▶ _RECORDS FOR THIS TASK_
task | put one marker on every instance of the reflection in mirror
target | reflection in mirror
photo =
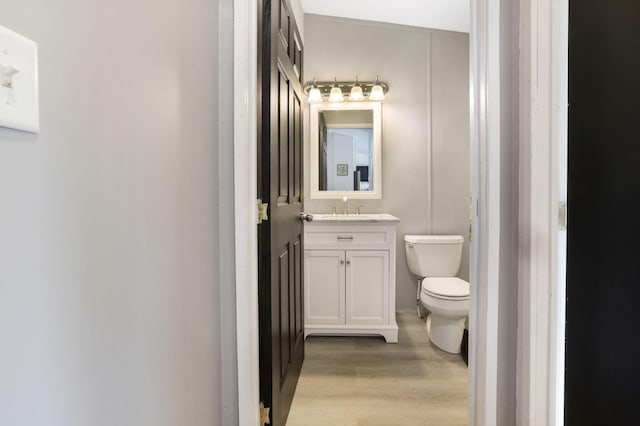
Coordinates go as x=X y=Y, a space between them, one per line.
x=345 y=150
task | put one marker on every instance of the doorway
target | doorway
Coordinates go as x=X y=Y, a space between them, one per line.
x=486 y=117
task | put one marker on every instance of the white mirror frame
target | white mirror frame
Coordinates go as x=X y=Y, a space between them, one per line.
x=314 y=143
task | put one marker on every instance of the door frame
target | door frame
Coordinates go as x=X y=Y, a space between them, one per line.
x=544 y=28
x=539 y=347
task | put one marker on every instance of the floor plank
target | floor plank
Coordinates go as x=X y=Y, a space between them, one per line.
x=363 y=381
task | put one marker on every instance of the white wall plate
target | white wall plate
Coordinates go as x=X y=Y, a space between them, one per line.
x=18 y=82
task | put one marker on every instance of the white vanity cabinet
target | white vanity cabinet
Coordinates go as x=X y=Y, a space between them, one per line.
x=349 y=275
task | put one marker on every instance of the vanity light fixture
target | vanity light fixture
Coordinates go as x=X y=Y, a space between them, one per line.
x=377 y=92
x=314 y=94
x=356 y=92
x=334 y=91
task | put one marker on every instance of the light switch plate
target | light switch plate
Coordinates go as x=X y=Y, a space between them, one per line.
x=19 y=108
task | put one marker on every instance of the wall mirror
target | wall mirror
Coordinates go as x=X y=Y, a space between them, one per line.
x=346 y=150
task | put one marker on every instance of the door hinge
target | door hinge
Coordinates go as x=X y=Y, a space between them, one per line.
x=264 y=415
x=262 y=211
x=562 y=215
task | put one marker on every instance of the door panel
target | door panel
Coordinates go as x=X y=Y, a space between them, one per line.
x=367 y=284
x=281 y=237
x=603 y=319
x=325 y=278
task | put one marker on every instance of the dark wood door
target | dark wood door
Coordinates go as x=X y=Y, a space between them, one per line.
x=603 y=282
x=280 y=245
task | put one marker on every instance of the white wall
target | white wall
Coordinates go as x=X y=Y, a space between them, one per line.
x=425 y=123
x=109 y=298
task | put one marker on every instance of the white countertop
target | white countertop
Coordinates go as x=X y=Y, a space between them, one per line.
x=354 y=218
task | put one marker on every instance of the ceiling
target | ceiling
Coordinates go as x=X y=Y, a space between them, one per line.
x=452 y=15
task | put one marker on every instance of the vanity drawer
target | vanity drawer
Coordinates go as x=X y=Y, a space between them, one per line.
x=347 y=240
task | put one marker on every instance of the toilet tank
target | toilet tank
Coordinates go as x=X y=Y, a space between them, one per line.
x=434 y=255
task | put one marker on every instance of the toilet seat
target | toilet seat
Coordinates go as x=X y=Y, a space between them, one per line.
x=446 y=288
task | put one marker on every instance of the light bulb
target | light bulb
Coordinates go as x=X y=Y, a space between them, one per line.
x=356 y=93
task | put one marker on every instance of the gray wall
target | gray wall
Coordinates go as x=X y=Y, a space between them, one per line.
x=425 y=130
x=110 y=304
x=508 y=304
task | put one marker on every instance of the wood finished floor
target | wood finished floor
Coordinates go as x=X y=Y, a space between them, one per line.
x=363 y=381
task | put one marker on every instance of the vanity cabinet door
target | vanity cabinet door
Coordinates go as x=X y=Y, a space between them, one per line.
x=367 y=287
x=324 y=298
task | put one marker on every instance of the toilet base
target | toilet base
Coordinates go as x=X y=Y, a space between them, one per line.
x=445 y=333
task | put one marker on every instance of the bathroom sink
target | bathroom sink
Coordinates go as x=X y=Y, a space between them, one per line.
x=364 y=217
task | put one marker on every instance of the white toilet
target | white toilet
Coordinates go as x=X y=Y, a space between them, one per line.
x=435 y=260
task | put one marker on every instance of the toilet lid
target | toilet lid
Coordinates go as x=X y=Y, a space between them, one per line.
x=446 y=287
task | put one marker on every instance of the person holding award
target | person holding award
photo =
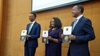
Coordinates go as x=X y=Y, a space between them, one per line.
x=82 y=33
x=53 y=48
x=33 y=33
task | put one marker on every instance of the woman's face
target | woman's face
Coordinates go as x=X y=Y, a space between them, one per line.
x=52 y=23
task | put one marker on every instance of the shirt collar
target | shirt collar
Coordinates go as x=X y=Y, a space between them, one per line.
x=32 y=22
x=79 y=17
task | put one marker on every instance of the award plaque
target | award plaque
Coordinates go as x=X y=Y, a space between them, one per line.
x=44 y=37
x=67 y=31
x=23 y=35
x=66 y=39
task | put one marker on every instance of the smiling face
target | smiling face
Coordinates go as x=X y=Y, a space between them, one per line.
x=31 y=17
x=75 y=11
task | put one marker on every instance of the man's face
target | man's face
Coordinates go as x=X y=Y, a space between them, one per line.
x=52 y=23
x=31 y=17
x=75 y=11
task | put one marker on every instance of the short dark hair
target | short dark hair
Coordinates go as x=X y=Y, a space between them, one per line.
x=33 y=14
x=80 y=7
x=57 y=22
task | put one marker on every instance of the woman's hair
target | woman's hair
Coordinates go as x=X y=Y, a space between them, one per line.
x=57 y=23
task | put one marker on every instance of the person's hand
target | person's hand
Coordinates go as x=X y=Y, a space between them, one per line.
x=62 y=35
x=49 y=37
x=28 y=36
x=72 y=37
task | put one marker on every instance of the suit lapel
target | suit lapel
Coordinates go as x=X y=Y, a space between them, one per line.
x=32 y=27
x=78 y=23
x=28 y=26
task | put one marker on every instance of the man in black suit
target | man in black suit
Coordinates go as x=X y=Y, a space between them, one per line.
x=33 y=33
x=82 y=33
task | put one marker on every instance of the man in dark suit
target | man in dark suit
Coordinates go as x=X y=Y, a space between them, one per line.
x=82 y=33
x=33 y=33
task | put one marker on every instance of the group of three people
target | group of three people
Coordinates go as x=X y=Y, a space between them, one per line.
x=82 y=33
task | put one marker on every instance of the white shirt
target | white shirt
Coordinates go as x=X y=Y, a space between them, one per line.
x=32 y=23
x=77 y=19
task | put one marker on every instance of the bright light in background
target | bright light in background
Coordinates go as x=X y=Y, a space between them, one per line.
x=39 y=5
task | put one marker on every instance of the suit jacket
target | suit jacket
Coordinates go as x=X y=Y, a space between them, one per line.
x=84 y=33
x=34 y=33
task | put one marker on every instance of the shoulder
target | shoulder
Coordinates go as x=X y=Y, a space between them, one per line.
x=37 y=23
x=86 y=19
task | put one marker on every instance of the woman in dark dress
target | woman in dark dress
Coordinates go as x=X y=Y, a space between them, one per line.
x=55 y=40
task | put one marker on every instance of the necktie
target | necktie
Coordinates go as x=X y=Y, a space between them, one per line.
x=75 y=22
x=30 y=28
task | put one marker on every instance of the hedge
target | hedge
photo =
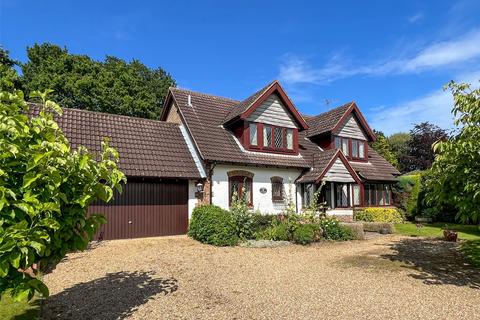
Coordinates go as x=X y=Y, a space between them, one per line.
x=212 y=225
x=377 y=214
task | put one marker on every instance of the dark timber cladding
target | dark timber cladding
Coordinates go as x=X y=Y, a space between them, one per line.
x=145 y=209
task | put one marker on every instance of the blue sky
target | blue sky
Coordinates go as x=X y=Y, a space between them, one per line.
x=392 y=58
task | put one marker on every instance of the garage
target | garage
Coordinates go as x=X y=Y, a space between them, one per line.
x=145 y=208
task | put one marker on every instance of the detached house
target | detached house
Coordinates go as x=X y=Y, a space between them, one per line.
x=205 y=148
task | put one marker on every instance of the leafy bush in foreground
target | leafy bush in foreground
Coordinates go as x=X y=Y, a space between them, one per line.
x=379 y=215
x=45 y=190
x=333 y=230
x=305 y=233
x=212 y=225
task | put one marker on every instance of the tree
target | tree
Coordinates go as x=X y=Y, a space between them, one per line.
x=419 y=154
x=9 y=79
x=455 y=175
x=112 y=86
x=399 y=144
x=382 y=146
x=45 y=189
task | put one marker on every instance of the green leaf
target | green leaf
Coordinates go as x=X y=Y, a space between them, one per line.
x=4 y=266
x=39 y=286
x=30 y=178
x=21 y=295
x=15 y=259
x=39 y=247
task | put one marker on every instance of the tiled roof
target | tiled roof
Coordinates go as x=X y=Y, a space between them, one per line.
x=321 y=161
x=377 y=168
x=147 y=148
x=205 y=120
x=243 y=106
x=326 y=121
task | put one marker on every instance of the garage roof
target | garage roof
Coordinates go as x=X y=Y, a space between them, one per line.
x=147 y=148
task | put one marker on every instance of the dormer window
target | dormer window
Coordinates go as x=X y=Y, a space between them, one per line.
x=277 y=138
x=253 y=134
x=353 y=149
x=269 y=138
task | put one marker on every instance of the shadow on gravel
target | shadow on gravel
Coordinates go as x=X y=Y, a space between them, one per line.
x=115 y=296
x=435 y=262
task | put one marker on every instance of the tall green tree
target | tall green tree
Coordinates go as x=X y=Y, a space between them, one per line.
x=399 y=144
x=382 y=146
x=9 y=78
x=455 y=175
x=45 y=190
x=419 y=155
x=112 y=85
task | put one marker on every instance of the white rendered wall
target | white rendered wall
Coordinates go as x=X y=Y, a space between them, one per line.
x=261 y=179
x=192 y=200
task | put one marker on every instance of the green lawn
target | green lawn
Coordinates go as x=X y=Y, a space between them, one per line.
x=10 y=309
x=465 y=232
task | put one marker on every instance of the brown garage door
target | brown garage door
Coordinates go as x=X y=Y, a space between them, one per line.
x=145 y=209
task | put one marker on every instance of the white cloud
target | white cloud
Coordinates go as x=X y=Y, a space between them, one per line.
x=434 y=107
x=415 y=18
x=441 y=54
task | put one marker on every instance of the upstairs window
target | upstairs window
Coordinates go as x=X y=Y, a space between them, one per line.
x=351 y=148
x=267 y=136
x=354 y=148
x=361 y=150
x=277 y=138
x=253 y=134
x=289 y=139
x=277 y=188
x=345 y=147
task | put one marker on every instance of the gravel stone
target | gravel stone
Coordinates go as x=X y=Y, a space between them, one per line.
x=387 y=277
x=264 y=244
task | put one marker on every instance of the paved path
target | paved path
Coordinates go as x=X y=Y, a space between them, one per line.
x=387 y=277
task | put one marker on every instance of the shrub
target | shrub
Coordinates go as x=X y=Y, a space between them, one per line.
x=357 y=230
x=46 y=187
x=304 y=233
x=378 y=227
x=409 y=188
x=213 y=225
x=379 y=215
x=262 y=222
x=278 y=232
x=332 y=230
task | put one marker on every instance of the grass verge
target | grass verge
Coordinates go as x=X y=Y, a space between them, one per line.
x=23 y=310
x=471 y=250
x=433 y=230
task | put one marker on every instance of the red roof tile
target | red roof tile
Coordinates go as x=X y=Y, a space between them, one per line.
x=147 y=148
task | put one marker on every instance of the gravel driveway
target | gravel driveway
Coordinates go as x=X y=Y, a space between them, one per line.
x=388 y=277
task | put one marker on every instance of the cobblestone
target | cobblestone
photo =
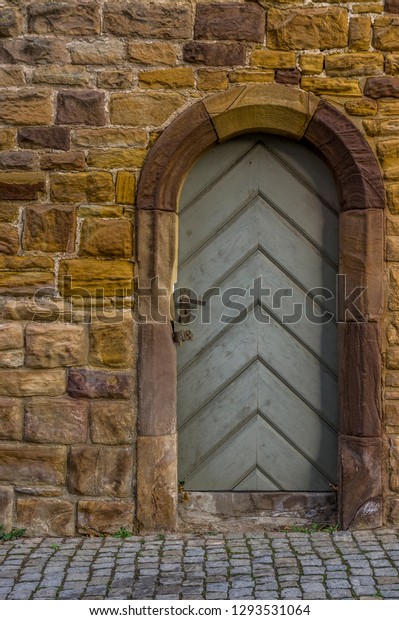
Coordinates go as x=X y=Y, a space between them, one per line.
x=270 y=565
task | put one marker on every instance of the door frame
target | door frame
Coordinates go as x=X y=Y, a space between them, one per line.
x=299 y=115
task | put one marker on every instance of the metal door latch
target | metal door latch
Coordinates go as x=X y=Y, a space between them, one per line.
x=183 y=335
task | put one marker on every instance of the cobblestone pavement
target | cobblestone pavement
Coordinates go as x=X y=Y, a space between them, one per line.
x=271 y=565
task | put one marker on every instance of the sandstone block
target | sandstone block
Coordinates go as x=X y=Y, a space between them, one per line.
x=143 y=109
x=46 y=517
x=56 y=420
x=6 y=507
x=347 y=65
x=108 y=238
x=122 y=78
x=25 y=107
x=100 y=470
x=239 y=22
x=154 y=53
x=9 y=239
x=11 y=419
x=30 y=464
x=177 y=77
x=67 y=75
x=99 y=384
x=44 y=137
x=49 y=228
x=26 y=382
x=82 y=187
x=104 y=517
x=100 y=52
x=89 y=276
x=214 y=54
x=116 y=158
x=63 y=18
x=147 y=21
x=307 y=28
x=49 y=346
x=21 y=275
x=360 y=33
x=112 y=422
x=11 y=336
x=212 y=80
x=111 y=344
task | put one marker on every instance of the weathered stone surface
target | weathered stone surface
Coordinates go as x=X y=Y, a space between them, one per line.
x=122 y=78
x=170 y=157
x=112 y=422
x=9 y=239
x=11 y=419
x=56 y=420
x=26 y=382
x=380 y=87
x=44 y=137
x=6 y=507
x=347 y=65
x=100 y=470
x=66 y=75
x=146 y=21
x=176 y=77
x=354 y=166
x=157 y=380
x=89 y=276
x=46 y=517
x=18 y=160
x=267 y=59
x=142 y=109
x=157 y=482
x=33 y=51
x=360 y=33
x=11 y=336
x=154 y=53
x=214 y=54
x=267 y=107
x=361 y=260
x=360 y=372
x=11 y=76
x=110 y=238
x=80 y=107
x=24 y=275
x=49 y=228
x=331 y=86
x=99 y=384
x=125 y=188
x=207 y=79
x=104 y=517
x=360 y=485
x=239 y=22
x=57 y=344
x=100 y=52
x=25 y=107
x=64 y=18
x=307 y=28
x=386 y=33
x=33 y=464
x=361 y=107
x=82 y=187
x=109 y=137
x=116 y=158
x=7 y=138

▶ _WRITTEN TASK_
Could you give the records from the start through the line containing "x=486 y=117", both ends included, as a two-column CSV with the columns text and answer? Make one row per record, put each field in double quotes with line breaks changed to spaces, and leave the pictures out.

▶ _SOLUTION FOR THIS EXERCISE_
text,answer
"task | put one marker on every instance of the reflection in mirror target | reflection in mirror photo = Coordinates go as x=X y=Y, a space between them, one per line.","x=345 y=150"
"task | put one marker on every instance of the doorway target | doorway Coordinates go as x=X y=Y, a space between them, one per line.","x=486 y=117"